Exercise directions
Only the lines below starting at the one containing "Note: annotate every instance of the lance-shaped" and ending at the one containing "Note: annotate every instance of the white" belong in the answer, each copied exactly.

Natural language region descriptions
=======
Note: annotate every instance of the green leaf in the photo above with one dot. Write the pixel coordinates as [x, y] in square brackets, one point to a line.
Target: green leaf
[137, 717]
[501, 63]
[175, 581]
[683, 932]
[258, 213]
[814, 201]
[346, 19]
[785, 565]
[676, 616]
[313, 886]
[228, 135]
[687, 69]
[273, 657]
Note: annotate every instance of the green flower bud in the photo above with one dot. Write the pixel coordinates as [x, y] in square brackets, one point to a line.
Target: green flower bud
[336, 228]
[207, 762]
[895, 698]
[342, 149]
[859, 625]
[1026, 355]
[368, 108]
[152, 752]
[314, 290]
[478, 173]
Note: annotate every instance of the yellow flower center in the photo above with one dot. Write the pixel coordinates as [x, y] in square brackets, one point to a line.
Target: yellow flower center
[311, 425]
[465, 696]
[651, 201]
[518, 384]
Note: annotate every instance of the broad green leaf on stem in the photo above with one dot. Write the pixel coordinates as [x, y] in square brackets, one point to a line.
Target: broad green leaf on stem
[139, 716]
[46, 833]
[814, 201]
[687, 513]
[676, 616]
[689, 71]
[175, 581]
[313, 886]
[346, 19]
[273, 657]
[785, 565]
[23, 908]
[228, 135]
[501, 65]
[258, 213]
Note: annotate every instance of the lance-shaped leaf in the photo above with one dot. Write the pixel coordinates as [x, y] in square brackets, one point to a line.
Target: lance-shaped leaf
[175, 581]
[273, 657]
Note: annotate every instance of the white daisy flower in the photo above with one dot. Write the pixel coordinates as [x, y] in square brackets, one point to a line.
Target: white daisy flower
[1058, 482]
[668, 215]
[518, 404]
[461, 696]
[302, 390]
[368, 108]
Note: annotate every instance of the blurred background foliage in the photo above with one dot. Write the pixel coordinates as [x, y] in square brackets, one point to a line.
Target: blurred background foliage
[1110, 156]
=======
Result
Note: annotate every instance of the lance-shaped leaf in the photo above with one dot. Write the pixel coordinates as [x, y] in square brackets, one point to a line.
Target: lance-shaped leaf
[175, 581]
[273, 657]
Note: annotate every instance of the white daisy flower in the photo above with one dot. Write the pixel coordinates as [x, y] in square brackets, one point to a line.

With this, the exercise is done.